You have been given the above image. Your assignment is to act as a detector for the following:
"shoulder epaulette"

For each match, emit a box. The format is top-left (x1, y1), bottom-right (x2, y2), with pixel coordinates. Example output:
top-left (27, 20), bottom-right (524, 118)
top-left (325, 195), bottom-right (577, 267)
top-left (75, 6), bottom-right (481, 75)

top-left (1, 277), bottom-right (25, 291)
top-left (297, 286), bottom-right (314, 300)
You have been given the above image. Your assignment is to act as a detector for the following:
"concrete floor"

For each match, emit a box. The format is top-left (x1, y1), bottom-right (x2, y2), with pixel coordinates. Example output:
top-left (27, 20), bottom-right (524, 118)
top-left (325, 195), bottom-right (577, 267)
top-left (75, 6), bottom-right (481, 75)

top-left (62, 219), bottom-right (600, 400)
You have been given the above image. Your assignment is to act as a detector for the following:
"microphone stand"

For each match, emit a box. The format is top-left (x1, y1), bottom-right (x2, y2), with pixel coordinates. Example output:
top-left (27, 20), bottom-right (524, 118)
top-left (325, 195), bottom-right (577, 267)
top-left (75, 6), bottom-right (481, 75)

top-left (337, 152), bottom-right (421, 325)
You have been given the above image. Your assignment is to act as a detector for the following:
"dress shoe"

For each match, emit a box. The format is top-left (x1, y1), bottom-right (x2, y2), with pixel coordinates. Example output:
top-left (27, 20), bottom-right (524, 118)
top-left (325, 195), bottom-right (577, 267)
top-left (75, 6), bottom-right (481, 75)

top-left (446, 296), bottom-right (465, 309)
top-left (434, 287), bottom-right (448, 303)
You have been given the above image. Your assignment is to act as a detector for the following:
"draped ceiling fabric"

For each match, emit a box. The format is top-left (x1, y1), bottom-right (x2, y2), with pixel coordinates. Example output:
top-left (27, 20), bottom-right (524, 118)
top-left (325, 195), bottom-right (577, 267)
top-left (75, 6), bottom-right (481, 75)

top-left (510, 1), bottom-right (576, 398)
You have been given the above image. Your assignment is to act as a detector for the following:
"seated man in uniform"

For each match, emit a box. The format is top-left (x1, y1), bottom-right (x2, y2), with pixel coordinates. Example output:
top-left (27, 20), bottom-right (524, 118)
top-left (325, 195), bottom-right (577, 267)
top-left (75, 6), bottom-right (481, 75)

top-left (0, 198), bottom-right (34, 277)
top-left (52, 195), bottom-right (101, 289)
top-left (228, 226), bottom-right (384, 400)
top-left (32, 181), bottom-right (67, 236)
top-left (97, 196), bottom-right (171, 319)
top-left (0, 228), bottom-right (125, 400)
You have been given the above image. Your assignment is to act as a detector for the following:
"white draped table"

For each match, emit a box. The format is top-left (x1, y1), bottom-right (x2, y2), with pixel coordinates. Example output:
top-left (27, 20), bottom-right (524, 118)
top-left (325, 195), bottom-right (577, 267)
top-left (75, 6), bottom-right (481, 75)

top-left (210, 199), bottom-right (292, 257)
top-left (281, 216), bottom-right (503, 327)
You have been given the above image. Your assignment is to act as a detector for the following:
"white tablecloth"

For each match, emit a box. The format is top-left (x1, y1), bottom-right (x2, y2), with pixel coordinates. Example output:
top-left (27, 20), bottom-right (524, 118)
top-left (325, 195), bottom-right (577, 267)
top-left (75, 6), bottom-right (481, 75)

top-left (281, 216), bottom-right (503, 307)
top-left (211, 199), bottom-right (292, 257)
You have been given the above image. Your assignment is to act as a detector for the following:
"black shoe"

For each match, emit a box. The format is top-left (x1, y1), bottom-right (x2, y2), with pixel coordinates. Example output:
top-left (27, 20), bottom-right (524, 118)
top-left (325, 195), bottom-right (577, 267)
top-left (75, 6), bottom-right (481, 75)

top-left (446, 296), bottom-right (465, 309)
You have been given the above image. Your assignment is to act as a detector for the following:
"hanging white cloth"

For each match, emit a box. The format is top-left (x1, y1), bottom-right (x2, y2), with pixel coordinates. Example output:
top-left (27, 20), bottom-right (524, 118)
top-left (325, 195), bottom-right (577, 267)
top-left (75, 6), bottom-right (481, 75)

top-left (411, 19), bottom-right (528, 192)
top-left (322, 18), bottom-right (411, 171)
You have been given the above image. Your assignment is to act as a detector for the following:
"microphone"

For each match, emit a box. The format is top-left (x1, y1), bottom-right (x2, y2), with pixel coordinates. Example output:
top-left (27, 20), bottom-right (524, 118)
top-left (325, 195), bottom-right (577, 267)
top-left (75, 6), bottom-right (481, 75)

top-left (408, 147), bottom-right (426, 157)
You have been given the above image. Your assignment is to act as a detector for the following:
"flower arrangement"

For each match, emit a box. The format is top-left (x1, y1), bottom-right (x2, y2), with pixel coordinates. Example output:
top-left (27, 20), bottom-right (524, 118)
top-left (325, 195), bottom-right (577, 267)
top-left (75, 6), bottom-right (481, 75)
|---|
*The task*
The only reply wanted is the number of lines in the records above containing the word "draped".

*Solution below*
2